Kılıçdaroğlu, Gülen'in alternatifi olur!
Boğaziçi Üniversitesi Sosyoloji Bölüm Başkanı Prof. Dr. Faruk Birtek, Gandi benzetmesini ilk kez Fethullah Gülen için yapmıştı. Şimdi esen Gandi rüzgarısını yorumlayan Prof. Birtek'e göre Kılıçdaroğlu ikinci Gandi olabilir.
16 Yıl Önce Güncellendi
2010-05-24 09:26:00
Biz de bu hafta Kılıçdaroğlu rüzgarını, bu benzetme üzerinden konuşmak için Birtek ile biraraya geldik.
Kılıçdaroğlu, Fethullah Gülen'in alternatifi olur
Kılıçdaroğlu, Gülen'in muhafazakar kesimde oynadığı role benzer bir rolü, muhafazakarların dışındaki bir konumda gerçekleştirebilir. Baykal'ın birleştiremediği geniş bir kitle var. Hiçbir yerde olmayan bir kitle. Bu, Gülen'in yanında olan bir kitle değil. Gülen ve Kılıçdaroğlu kavga etmez ama Gülen'in çevresinden Kılıçdaroğlu'na geçiş olmaz. Fikri ayrılıklar var
- Türkiye'de büyük bir kutuplaşma olduğu ileri sürülüyor. Kılıçdaroğlu'nun bu kutuplaşmaya etkisi ne?
Hayır efendim, ben buna katılmıyorum. Kutuplaşma denen şey Erdoğan ve Baykal'ın devamlı bir çatışma ile kendilerini lider tutma çabası. Toplum çatışmıyor aslında. Liderler devamlı amigoluk yapıyor, seyirciyi canlı tutmak istiyorlar. Ama insanlar bunu istemiyor. Bu nedenle Baykal'ın liderlikten vazgeçmesi gerekiyordu. İnsanlar; taraf tutar gibi parti tutmak değil, vatandaş olmak istiyorlar.
- Kılıçdaroğlu böyle bir değişimin önünü açacak mı?
Bir değişim var ama kutaplaşmadan çıkan bir değişim olduğunu düşünmüyorum. Kutuplaşmayı, çatışmaya yönelik sivrilen görüşler olarak tanımlıyorum. Kılıçdaroğlu yumuşak bir insan. Onun için Gandi diyorlar. Benim merakım Tayyip Bey'in, kendini buna nasıl adapte edeceği. Bakalım karşısında bağıran olmayınca ne yapacak? Marjinalize olacak mı?

● **Görev Özeti**
Verilen metindeki "İnsanlar; taraf tutar gibi parti tutmak değil, vatandaş olmak istiyorlar." cümlesini İngilizceye çevirin.

● **Sağlanan Veriler**

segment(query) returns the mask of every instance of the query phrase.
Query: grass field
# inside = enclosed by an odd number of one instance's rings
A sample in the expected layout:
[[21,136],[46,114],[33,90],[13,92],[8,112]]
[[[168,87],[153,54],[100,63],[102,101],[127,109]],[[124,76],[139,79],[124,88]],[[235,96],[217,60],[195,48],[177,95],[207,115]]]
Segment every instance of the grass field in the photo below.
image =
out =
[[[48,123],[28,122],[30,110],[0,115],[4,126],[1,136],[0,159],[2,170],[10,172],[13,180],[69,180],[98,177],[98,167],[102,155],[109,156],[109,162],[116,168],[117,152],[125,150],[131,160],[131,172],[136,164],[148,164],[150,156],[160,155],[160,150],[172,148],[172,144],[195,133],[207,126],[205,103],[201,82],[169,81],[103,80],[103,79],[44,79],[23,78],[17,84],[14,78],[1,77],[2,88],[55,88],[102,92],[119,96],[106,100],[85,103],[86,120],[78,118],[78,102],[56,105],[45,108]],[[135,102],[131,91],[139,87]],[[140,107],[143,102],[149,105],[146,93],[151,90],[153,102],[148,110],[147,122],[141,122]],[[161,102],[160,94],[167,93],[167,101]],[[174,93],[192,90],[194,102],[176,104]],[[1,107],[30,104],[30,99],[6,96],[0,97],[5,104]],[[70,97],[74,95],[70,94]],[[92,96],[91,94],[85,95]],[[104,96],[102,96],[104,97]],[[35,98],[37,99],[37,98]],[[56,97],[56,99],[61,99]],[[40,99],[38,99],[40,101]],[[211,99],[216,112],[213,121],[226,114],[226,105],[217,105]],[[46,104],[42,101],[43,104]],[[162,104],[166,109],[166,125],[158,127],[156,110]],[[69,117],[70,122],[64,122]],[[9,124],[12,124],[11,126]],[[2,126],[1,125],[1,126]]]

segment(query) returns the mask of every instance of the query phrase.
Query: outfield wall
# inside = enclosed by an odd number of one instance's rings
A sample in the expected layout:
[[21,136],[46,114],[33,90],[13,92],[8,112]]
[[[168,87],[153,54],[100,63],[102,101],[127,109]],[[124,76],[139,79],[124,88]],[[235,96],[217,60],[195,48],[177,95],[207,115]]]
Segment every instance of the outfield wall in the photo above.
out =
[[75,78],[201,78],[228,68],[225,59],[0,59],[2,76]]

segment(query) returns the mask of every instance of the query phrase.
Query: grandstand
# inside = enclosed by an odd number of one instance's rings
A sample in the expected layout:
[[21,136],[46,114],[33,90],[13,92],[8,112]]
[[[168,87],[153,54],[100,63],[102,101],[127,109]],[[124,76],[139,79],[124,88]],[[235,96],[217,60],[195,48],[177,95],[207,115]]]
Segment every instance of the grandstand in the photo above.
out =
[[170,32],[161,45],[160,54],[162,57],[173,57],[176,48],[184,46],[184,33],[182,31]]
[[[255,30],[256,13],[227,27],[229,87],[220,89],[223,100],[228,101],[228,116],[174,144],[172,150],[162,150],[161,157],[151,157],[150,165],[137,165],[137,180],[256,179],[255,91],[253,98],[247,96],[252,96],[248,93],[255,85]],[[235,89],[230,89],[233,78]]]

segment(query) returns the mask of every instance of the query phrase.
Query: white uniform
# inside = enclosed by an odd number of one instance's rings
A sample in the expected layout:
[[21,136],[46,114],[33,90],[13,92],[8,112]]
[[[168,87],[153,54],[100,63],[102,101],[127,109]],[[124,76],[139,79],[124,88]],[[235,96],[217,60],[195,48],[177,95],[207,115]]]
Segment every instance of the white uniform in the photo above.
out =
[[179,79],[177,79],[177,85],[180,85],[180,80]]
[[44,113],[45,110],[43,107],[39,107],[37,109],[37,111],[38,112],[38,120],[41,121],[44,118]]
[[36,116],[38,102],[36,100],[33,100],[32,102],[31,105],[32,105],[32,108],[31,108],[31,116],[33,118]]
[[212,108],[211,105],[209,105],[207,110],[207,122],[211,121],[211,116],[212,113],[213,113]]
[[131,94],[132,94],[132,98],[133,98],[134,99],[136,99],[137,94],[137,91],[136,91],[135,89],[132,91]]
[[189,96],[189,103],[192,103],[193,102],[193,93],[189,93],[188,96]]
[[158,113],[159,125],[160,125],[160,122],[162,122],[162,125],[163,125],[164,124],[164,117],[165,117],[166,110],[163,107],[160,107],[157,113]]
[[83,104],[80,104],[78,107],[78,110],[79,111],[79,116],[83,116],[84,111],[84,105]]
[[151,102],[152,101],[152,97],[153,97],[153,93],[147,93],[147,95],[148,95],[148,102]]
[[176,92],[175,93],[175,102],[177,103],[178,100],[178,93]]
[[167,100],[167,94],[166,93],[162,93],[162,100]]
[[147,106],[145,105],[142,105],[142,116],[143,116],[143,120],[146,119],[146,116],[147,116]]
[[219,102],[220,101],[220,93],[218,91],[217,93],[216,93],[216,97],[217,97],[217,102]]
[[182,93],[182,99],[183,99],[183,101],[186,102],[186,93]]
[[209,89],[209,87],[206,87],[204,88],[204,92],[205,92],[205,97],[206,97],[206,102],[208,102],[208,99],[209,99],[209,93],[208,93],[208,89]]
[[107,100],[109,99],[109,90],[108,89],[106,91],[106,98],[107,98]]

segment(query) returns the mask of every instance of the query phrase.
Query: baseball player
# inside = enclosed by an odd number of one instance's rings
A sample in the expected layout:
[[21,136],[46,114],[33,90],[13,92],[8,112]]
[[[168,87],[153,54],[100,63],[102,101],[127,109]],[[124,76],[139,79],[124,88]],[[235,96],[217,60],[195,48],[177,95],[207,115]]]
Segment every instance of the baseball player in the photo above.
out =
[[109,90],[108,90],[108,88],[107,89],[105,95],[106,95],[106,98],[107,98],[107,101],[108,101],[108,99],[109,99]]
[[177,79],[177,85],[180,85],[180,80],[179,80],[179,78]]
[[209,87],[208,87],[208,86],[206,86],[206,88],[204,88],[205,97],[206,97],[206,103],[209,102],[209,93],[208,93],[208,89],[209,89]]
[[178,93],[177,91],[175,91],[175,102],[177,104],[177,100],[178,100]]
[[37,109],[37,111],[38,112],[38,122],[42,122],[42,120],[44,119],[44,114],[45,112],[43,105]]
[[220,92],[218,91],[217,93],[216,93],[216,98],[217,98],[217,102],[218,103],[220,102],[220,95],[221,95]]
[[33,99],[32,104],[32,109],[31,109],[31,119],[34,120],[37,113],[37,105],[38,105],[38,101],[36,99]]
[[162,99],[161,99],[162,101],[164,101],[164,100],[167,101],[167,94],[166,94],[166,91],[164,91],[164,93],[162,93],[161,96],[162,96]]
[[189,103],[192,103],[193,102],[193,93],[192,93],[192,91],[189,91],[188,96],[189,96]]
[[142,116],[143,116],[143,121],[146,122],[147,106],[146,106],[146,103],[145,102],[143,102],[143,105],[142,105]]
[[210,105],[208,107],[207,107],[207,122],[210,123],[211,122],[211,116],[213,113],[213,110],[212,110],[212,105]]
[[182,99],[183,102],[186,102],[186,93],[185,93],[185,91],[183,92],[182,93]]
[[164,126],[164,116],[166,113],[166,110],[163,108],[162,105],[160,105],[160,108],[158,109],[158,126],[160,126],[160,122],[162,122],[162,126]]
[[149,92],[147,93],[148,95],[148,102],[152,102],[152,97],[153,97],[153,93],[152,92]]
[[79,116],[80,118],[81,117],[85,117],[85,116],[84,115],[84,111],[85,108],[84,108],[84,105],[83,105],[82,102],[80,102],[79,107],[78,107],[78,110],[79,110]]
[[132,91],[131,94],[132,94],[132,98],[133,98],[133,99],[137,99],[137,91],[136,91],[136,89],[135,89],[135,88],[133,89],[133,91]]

● **Doğru Yanıt**
People do not want to back a party the way one takes sides; they want to be citizens.